> [AIM OF THE TASK]
Write out everything in the static analysis passage from "Some analyzers have" down to "analysis results available.", switching "userbase" to "user base".

> [SUPPLIED PASSAGE]
Tricorder  checks also,  when possible, provide fixes, as  shown in Figure 20-2.

View of an example static analysis fix in Critique
Figure 20-2. View of an example static analysis fix in Critique

Automated fixes serve as an additional documentation source when the message is unclear and, as mentioned earlier, reduce the cost to addressing static analysis issues. Fixes can be applied directly from within Critique, or over an entire code change via a command-line tool. Although not all analyzers provide fixes, many do. We take the approach that style issues in particular should be fixed automatically; for example, by formatters that automatically reformat source code files. Google has style guides for each language that specify formatting issues; pointing out formatting errors is not a good use of a human reviewer’s time. Reviewers click “Please Fix” thousands of times per day, and authors apply the automated fixes approximately 3,000 times per day. And Tricorder analyzers received “Not useful” clicks 250 times per day.

Per-Project Customization

After we had  built up a foundation of user  trust by showing only high-confidence analysis results, we added the ability to run additional “optional” analyzers to specific projects in addition to the on-by-default ones.  The Proto Best Practices analyzer is an example of an optional analyzer. This analyzer highlights potentially breaking data format changes to protocol buffers—Google’s language-independent data serialization format.  These changes are only breaking when serialized data is stored somewhere (e.g., in server logs); protocol buffers for projects that do not have stored serialized data do not need to enable the check. We have also added the ability to customize existing analyzers, although typically this customization is limited, and many checks are applied by default uniformly across the codebase.

Some analyzers have even started as optional, improved based on user feedback, built up a large userbase, and then graduated into on-by-default status as soon as we could capitalize on the user trust we had built up. For example, we have an analyzer that suggests Java code readability improvements that typically do not actually change code behavior. Tricorder users initially worried about this analysis being too “noisy,” but eventually wanted more analysis results available.

The key insight to making  this customization successful was to focus on project-level customization, not user-level customization. Project-level customization ensures that all team members have a consistent view of analysis results for their project and prevents situations in which one developer is trying to fix an issue while another developer introduces it.

Early on in the development of Tricorder, a set of relatively straightforward style checkers (“linters”) displayed results in Critique, and Critique provided user settings to choose the confidence level of results to display and suppress results from specific analyses. We removed all of this user customizability from Critique and immediately started getting complaints from users about annoying analysis results.  Instead of reenabling customizability, we asked users why they were annoyed and found all kinds of bugs and false positives with the linters. For example, the C++ linter also ran on Objective-C files but produced incorrect, useless results. We fixed the linting infrastructure so that this would no longer happen. The HTML linter had an extremely high false-positive rate with very little useful signal and was typically suppressed from view by developers writing HTML. Because the linter was so rarely helpful, we just disabled this linter. In short, user customization resulted in hidden bugs and suppressing feedback.

Pointing dataset excerpts

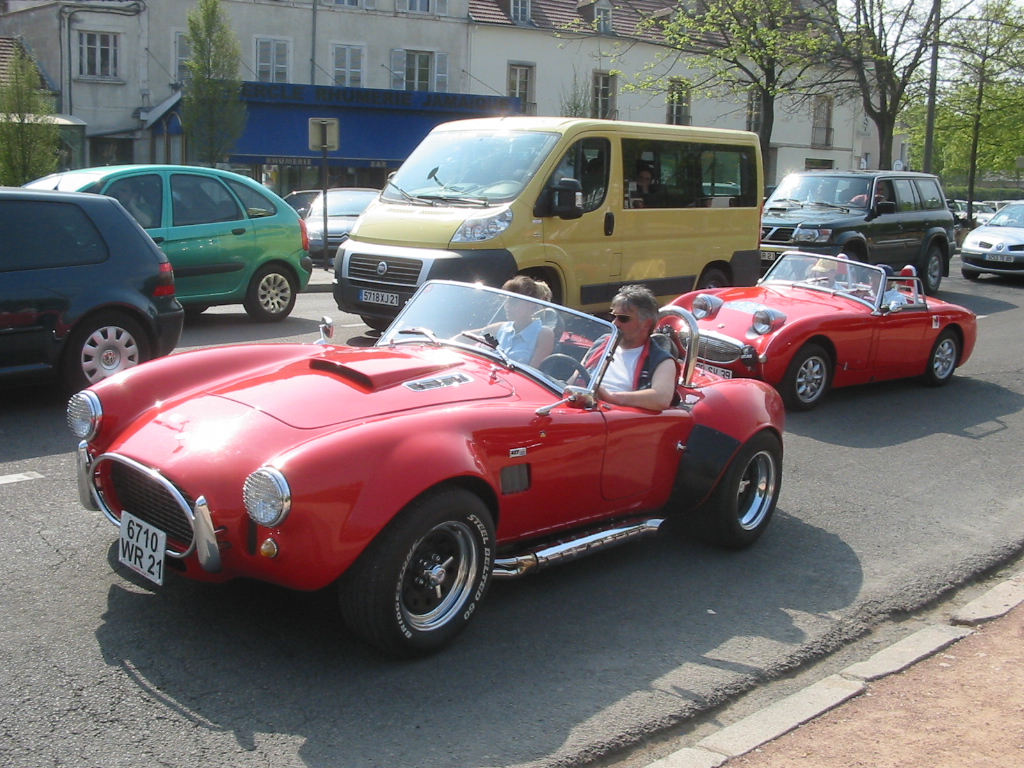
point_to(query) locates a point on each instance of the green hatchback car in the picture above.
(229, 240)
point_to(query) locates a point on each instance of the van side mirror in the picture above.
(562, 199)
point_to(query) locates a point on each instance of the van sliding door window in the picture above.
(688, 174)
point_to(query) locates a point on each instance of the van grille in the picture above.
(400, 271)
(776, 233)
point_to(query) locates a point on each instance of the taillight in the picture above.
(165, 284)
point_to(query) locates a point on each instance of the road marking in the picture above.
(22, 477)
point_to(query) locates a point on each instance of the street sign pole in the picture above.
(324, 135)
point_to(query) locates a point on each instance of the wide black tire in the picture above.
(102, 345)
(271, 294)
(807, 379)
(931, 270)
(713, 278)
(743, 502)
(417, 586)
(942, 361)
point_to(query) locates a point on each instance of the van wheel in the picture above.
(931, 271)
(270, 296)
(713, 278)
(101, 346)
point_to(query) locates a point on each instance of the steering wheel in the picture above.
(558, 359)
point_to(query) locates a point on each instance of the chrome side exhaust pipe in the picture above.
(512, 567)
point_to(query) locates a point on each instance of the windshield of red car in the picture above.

> [ANSWER TO THE TASK]
Some analyzers have even started as optional, improved based on user feedback, built up a large user base, and then graduated into on-by-default status as soon as we could capitalize on the user trust we had built up. For example, we have an analyzer that suggests Java code readability improvements that typically do not actually change code behavior. Tricorder users initially worried about this analysis being too “noisy,” but eventually wanted more analysis results available.